**Records to process**.

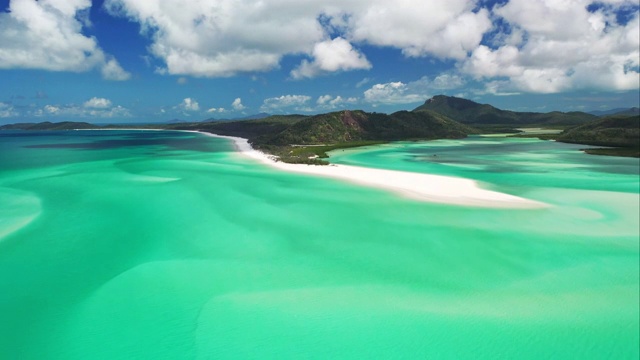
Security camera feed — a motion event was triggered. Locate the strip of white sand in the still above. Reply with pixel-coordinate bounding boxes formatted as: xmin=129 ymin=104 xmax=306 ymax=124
xmin=194 ymin=132 xmax=549 ymax=209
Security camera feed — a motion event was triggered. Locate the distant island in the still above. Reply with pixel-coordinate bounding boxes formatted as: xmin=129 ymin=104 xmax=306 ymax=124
xmin=0 ymin=95 xmax=640 ymax=159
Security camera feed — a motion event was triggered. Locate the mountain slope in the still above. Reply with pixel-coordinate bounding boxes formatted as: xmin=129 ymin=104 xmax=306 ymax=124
xmin=413 ymin=95 xmax=596 ymax=126
xmin=264 ymin=110 xmax=476 ymax=146
xmin=556 ymin=116 xmax=640 ymax=148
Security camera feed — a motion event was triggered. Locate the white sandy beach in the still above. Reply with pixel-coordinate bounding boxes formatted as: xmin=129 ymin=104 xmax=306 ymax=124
xmin=201 ymin=132 xmax=549 ymax=209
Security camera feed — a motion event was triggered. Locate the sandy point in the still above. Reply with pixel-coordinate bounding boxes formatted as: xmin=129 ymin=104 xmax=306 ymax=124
xmin=195 ymin=132 xmax=550 ymax=209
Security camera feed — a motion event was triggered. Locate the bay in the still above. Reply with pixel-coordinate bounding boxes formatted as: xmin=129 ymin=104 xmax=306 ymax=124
xmin=0 ymin=131 xmax=640 ymax=359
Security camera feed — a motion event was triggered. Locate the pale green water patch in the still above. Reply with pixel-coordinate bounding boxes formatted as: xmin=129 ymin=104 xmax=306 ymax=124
xmin=0 ymin=132 xmax=640 ymax=359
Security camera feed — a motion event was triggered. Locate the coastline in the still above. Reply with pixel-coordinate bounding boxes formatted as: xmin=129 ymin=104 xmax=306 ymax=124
xmin=195 ymin=130 xmax=549 ymax=209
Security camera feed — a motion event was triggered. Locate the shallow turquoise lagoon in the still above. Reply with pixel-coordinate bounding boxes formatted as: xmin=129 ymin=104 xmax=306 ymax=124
xmin=0 ymin=131 xmax=640 ymax=359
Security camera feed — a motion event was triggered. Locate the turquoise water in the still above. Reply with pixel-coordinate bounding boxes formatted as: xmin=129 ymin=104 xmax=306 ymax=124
xmin=0 ymin=131 xmax=640 ymax=359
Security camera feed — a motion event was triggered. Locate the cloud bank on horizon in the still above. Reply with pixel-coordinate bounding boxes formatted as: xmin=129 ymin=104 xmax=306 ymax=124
xmin=0 ymin=0 xmax=640 ymax=122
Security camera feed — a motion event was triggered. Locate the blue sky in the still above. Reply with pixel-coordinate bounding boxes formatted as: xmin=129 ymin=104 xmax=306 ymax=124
xmin=0 ymin=0 xmax=640 ymax=123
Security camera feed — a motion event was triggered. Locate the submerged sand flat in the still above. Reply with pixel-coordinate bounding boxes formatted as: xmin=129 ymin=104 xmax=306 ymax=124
xmin=199 ymin=133 xmax=548 ymax=208
xmin=0 ymin=131 xmax=640 ymax=360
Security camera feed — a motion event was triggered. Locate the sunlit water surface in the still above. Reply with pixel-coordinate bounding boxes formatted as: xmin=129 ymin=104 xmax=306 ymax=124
xmin=0 ymin=131 xmax=640 ymax=359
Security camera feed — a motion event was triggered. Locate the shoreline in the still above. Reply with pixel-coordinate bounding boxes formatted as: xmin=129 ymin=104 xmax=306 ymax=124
xmin=192 ymin=130 xmax=550 ymax=209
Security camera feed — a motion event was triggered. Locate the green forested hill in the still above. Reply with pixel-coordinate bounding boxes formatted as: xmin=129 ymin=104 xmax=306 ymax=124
xmin=556 ymin=116 xmax=640 ymax=148
xmin=413 ymin=95 xmax=597 ymax=126
xmin=264 ymin=110 xmax=477 ymax=145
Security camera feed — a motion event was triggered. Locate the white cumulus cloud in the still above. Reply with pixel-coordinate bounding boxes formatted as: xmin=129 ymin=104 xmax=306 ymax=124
xmin=364 ymin=73 xmax=466 ymax=105
xmin=316 ymin=95 xmax=358 ymax=110
xmin=231 ymin=98 xmax=245 ymax=111
xmin=84 ymin=97 xmax=111 ymax=109
xmin=461 ymin=0 xmax=640 ymax=93
xmin=34 ymin=97 xmax=132 ymax=120
xmin=105 ymin=0 xmax=491 ymax=78
xmin=291 ymin=37 xmax=371 ymax=79
xmin=260 ymin=95 xmax=311 ymax=112
xmin=0 ymin=0 xmax=130 ymax=80
xmin=0 ymin=101 xmax=18 ymax=118
xmin=178 ymin=98 xmax=200 ymax=111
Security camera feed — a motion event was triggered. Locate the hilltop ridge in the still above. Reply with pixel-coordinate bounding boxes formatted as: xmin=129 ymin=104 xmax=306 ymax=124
xmin=413 ymin=95 xmax=597 ymax=126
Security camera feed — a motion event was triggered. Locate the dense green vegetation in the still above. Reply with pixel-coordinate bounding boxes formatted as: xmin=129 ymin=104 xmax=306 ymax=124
xmin=556 ymin=115 xmax=640 ymax=157
xmin=413 ymin=95 xmax=597 ymax=126
xmin=0 ymin=95 xmax=640 ymax=159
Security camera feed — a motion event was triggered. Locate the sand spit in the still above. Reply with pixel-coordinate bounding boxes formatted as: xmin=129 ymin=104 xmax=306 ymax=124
xmin=202 ymin=132 xmax=549 ymax=209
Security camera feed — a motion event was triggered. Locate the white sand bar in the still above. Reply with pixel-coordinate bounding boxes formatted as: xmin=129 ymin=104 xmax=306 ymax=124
xmin=194 ymin=132 xmax=549 ymax=209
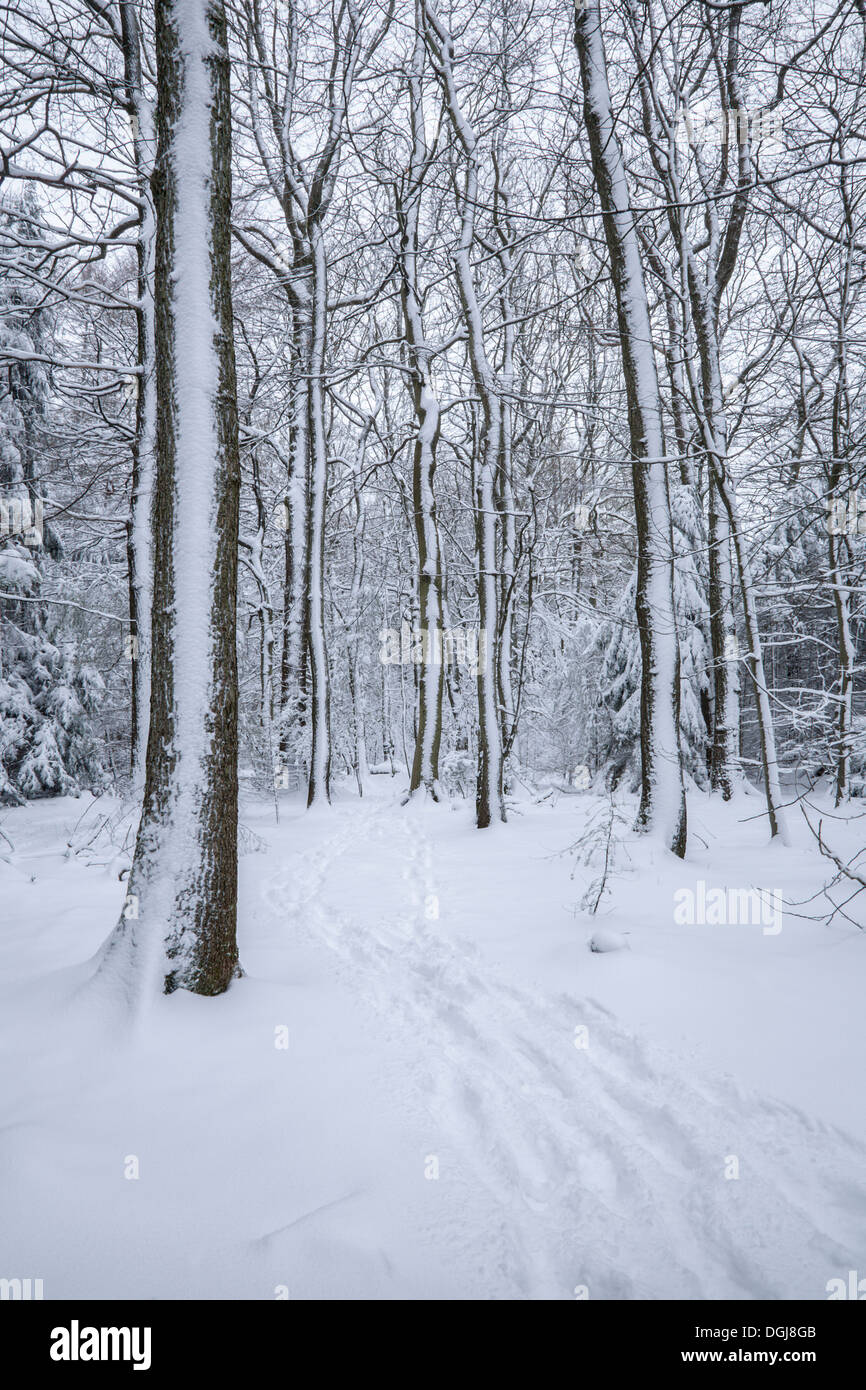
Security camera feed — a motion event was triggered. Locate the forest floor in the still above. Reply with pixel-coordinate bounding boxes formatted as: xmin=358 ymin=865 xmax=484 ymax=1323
xmin=0 ymin=777 xmax=866 ymax=1300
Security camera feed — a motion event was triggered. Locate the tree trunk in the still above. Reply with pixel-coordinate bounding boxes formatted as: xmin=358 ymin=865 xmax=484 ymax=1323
xmin=103 ymin=0 xmax=239 ymax=995
xmin=574 ymin=3 xmax=687 ymax=855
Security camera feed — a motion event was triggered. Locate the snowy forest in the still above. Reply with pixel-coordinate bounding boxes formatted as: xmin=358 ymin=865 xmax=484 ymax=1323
xmin=0 ymin=0 xmax=866 ymax=1300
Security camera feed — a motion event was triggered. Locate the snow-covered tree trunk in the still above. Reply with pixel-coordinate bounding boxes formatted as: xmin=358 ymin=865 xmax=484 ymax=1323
xmin=307 ymin=221 xmax=331 ymax=806
xmin=424 ymin=3 xmax=506 ymax=830
xmin=120 ymin=0 xmax=156 ymax=787
xmin=574 ymin=0 xmax=687 ymax=855
xmin=101 ymin=0 xmax=239 ymax=995
xmin=398 ymin=19 xmax=445 ymax=801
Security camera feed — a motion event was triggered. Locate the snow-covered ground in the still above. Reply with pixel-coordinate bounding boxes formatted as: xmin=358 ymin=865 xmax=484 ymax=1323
xmin=0 ymin=778 xmax=866 ymax=1300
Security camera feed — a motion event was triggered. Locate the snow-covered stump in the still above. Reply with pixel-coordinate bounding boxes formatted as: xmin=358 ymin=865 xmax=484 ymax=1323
xmin=100 ymin=0 xmax=239 ymax=997
xmin=574 ymin=0 xmax=687 ymax=855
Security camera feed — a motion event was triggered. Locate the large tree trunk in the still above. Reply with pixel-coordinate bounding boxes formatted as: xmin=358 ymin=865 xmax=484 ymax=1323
xmin=120 ymin=0 xmax=156 ymax=787
xmin=307 ymin=224 xmax=331 ymax=806
xmin=424 ymin=3 xmax=506 ymax=830
xmin=398 ymin=19 xmax=445 ymax=801
xmin=103 ymin=0 xmax=239 ymax=994
xmin=574 ymin=0 xmax=687 ymax=855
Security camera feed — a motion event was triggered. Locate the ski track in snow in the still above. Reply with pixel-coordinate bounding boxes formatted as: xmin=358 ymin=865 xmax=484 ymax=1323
xmin=263 ymin=805 xmax=866 ymax=1300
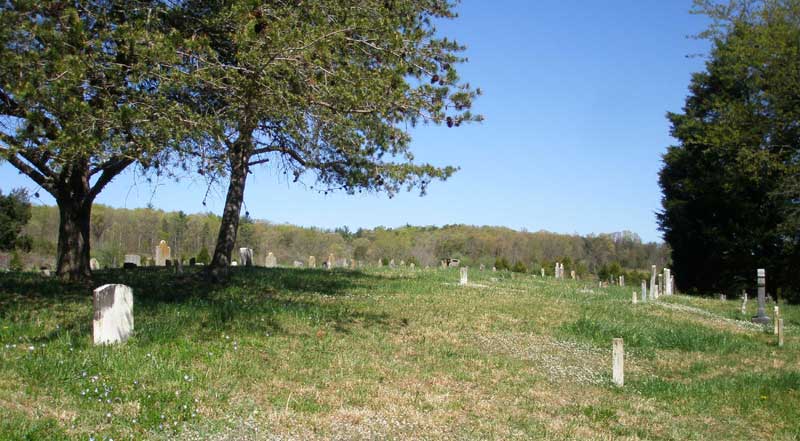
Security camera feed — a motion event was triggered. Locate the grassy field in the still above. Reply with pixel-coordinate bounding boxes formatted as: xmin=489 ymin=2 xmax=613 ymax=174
xmin=0 ymin=268 xmax=800 ymax=441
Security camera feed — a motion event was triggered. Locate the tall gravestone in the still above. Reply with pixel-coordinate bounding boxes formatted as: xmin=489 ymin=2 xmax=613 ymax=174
xmin=642 ymin=280 xmax=647 ymax=302
xmin=264 ymin=253 xmax=278 ymax=268
xmin=650 ymin=265 xmax=658 ymax=300
xmin=458 ymin=267 xmax=468 ymax=285
xmin=752 ymin=268 xmax=770 ymax=324
xmin=239 ymin=248 xmax=253 ymax=266
xmin=92 ymin=285 xmax=133 ymax=345
xmin=156 ymin=240 xmax=172 ymax=266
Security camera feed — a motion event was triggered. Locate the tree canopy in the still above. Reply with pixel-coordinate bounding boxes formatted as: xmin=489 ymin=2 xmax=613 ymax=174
xmin=0 ymin=188 xmax=31 ymax=251
xmin=0 ymin=0 xmax=203 ymax=278
xmin=659 ymin=0 xmax=800 ymax=295
xmin=169 ymin=0 xmax=480 ymax=267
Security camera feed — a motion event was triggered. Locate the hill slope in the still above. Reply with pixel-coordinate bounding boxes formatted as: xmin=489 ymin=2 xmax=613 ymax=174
xmin=0 ymin=268 xmax=800 ymax=440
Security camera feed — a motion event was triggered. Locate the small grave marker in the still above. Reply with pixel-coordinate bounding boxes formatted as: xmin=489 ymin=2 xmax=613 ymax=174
xmin=264 ymin=253 xmax=278 ymax=268
xmin=611 ymin=338 xmax=625 ymax=387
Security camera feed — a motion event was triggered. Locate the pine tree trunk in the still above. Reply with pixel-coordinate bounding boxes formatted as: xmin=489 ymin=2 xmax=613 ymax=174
xmin=209 ymin=138 xmax=251 ymax=275
xmin=56 ymin=165 xmax=92 ymax=281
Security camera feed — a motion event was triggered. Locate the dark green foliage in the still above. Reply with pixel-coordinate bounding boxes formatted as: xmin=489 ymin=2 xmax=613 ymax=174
xmin=658 ymin=0 xmax=800 ymax=301
xmin=8 ymin=250 xmax=25 ymax=271
xmin=494 ymin=257 xmax=511 ymax=271
xmin=511 ymin=261 xmax=528 ymax=273
xmin=0 ymin=188 xmax=32 ymax=251
xmin=197 ymin=245 xmax=211 ymax=265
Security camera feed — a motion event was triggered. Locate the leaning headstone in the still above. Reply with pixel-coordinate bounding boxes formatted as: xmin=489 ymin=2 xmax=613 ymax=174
xmin=611 ymin=338 xmax=625 ymax=387
xmin=125 ymin=254 xmax=142 ymax=266
xmin=742 ymin=290 xmax=747 ymax=315
xmin=264 ymin=253 xmax=278 ymax=268
xmin=156 ymin=240 xmax=172 ymax=266
xmin=239 ymin=248 xmax=253 ymax=266
xmin=650 ymin=265 xmax=658 ymax=300
xmin=751 ymin=268 xmax=770 ymax=324
xmin=772 ymin=305 xmax=781 ymax=335
xmin=92 ymin=285 xmax=133 ymax=345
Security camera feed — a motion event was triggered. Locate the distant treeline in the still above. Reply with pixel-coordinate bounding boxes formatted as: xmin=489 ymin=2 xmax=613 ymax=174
xmin=21 ymin=205 xmax=669 ymax=281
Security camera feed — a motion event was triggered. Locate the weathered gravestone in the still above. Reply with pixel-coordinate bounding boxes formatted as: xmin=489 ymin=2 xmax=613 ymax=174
xmin=264 ymin=253 xmax=278 ymax=268
xmin=125 ymin=254 xmax=142 ymax=267
xmin=650 ymin=265 xmax=658 ymax=300
xmin=239 ymin=248 xmax=253 ymax=266
xmin=156 ymin=240 xmax=172 ymax=266
xmin=92 ymin=285 xmax=133 ymax=345
xmin=752 ymin=268 xmax=770 ymax=324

**Goal**.
Copy out the rows beginning at the line that contains "the tree canopy" and ending after the line that contains "xmin=169 ymin=0 xmax=480 ymax=267".

**Full response**.
Security camera feed — a motion event was triggered. Locate the tree canopy in the still above. Reply with pixel-coordinate bounding boxes formatted as: xmin=489 ymin=2 xmax=613 ymax=174
xmin=0 ymin=188 xmax=31 ymax=251
xmin=0 ymin=0 xmax=203 ymax=278
xmin=659 ymin=0 xmax=800 ymax=295
xmin=169 ymin=0 xmax=480 ymax=267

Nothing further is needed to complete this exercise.